*TASK DIRECTIONS*. Write out, exactly as they stand, the line containing "Could you please point out the flower cluster" and all subsequent lines up to and including the final line of the records.

*DATA TO EXAMINE*.
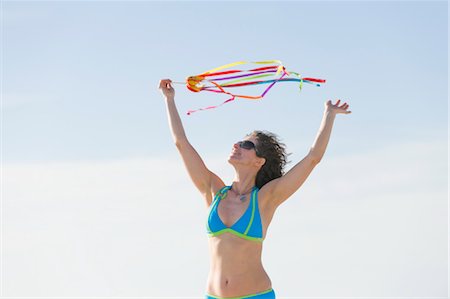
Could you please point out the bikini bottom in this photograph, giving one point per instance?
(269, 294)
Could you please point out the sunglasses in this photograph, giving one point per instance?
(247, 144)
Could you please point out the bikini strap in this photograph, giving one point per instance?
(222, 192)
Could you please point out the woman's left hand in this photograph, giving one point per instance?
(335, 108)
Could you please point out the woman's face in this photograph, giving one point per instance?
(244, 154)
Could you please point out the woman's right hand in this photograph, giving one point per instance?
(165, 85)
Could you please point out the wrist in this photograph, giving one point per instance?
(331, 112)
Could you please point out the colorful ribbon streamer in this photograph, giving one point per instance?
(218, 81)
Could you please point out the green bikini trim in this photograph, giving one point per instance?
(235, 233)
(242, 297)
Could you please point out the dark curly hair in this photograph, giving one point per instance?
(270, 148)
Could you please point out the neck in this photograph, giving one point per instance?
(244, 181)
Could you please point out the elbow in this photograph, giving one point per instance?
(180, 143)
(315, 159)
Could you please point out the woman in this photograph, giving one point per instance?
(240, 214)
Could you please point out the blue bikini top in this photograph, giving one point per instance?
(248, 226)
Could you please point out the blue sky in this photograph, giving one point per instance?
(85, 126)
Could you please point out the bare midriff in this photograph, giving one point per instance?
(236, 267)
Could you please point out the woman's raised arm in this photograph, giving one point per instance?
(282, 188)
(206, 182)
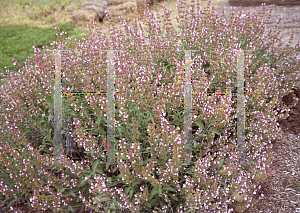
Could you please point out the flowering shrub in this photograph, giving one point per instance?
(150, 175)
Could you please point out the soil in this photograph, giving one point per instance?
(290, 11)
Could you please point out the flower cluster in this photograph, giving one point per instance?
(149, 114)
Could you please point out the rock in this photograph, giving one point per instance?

*ANSWER FOR THIS EXERCISE*.
Could you please point out the flower cluster in this photograph, giving one point per instance?
(149, 114)
Could you please point out the rock in this photograph, giving one point per instance?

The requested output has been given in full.